WRITTEN TASK:
Copy out the entries below, substituting "Write each result as" for every occurrence of "Each result should look like" and leaving everything else unchanged.

Bounding-box entries:
----------
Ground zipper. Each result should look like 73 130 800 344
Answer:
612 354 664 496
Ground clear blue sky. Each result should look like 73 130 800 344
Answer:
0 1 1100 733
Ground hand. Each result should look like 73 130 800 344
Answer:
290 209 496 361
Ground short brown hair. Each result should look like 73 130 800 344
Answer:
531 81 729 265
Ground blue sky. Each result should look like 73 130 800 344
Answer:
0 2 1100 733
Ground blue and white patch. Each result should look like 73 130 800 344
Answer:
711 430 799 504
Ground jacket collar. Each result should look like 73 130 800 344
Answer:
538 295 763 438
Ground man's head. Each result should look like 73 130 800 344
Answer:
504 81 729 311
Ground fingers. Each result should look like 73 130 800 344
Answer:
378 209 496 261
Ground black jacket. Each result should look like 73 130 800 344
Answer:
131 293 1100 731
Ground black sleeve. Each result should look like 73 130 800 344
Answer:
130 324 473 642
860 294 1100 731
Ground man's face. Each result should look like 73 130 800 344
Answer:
----------
PROBLEM SOLUTION:
Ground zipper. Write each result as 73 130 800 344
Answer:
612 354 664 496
Ground clear blue sky. Write each result as 73 130 800 344
Answer:
0 1 1100 733
Ground hand. Write each result as 73 130 800 344
Answer:
290 209 496 361
Ground short brown hair. Write each result as 73 130 800 344
Answer:
531 81 729 265
Ground blue sky. Write each result as 73 130 800 344
Answer:
0 2 1100 733
Ground blue and white patch. Write each result as 73 130 800 344
Answer:
711 430 799 504
Ground jacket collar. Write each result as 73 130 800 344
Answer:
538 295 763 438
Ground man's head. Write each result as 73 130 800 344
Answer:
504 81 729 311
Ground fingers. Write each result as 73 130 800 344
Answer:
378 209 496 261
Ground black jacket. Write each result as 73 130 800 344
Answer:
131 293 1100 731
Ground black sleeve. Write each result as 73 130 800 344
Answer:
130 324 473 642
860 294 1100 731
Ground man's face. Write each result as 73 130 800 344
Answer:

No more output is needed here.